→ Challenge: Continue the general terms and conditions of sale of Luminus Solutions Invest below, starting right after its last sentence.

→ Text:
::::
General Terms & Conditions of Sales – Luminus Solutions Invest NV/SA

  1. SCOPE OF APPLICATION. These are the general terms & conditions of sales of Luminus Solutions Invest NV/SA, with registered office in Belgium, 3320 Hoegaarden, Bleyveldstraat 9, CBE number: 0462.388.112, (hereinafter "LSI"). These conditions apply to any contract under which LSI undertakes to transfer property in a movable tangible asset or to execute for the benefit of its co-contractor a material or intellectual service of whatever nature. These conditions shall in all cases have precedence over any general conditions of the customer’s. Exceptions can be made to these terms by special conditions, which are the substance of a written agreement concluded between the parties. In such cases these conditions continue to apply to everything not governed by such special conditions. If one or other of the provisions contained in these conditions cannot be applied, in particular if its validity has been successfully contested, all other provisions continue to apply. In such an event, the parties will negotiate in good faith to agree upon a new provision pursuing the same objective, and having the same effects to the extent possible, as the provision that has been declared invalid, in order to restore the contractual balance.
::::
→ Data:
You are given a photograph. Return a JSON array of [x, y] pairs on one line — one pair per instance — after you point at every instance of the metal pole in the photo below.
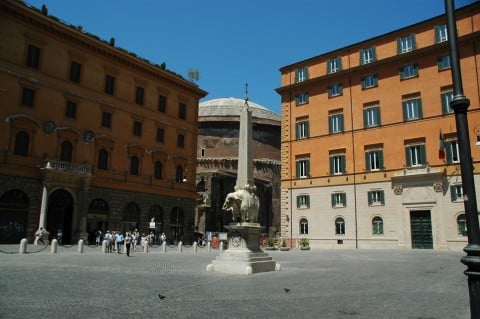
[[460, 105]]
::::
→ Exercise result:
  2. CONSTITUTION OF CONTRACT. A valid contract cannot be deemed to exist unless 1°) a written offer from LSI has been accepted without reservations by the party to whom it has been tendered 2°) LSI accepts without reservations an order placed with it by a customer. Any addition, deletion or amendment to offers as set out in 1°) above or to orders as described in 2°) above, constitutes a counteroffer and suspends the constitution of the contract until it is expressly accepted by the other party. The only exception to this provision is in cases where the offer or the order specifically stipulates that, on a given point, the simple acceptance of the other party is not a condition for the establishment of the contract. Offers made by LSI are valid for one month, beginning with the date of their dispatch to the addressee, unless otherwise specifically stipulated. Except with special authorisation, LSI can only be committed by written offers, acceptances or agreements jointly signed by two persons empowered to commit it towards third parties, either by LSI articles or by power of attorney. If no such document exists, LSI cannot be bound by testimony or presumption, even if the commencement of written proof as provided in article 1347 of the Civil Code exists or it is not possible to draw up prior written proof as provided in article 1348 of that Code. LSI may, however, appeal to the rules of peremptory evidence with regard to its customers.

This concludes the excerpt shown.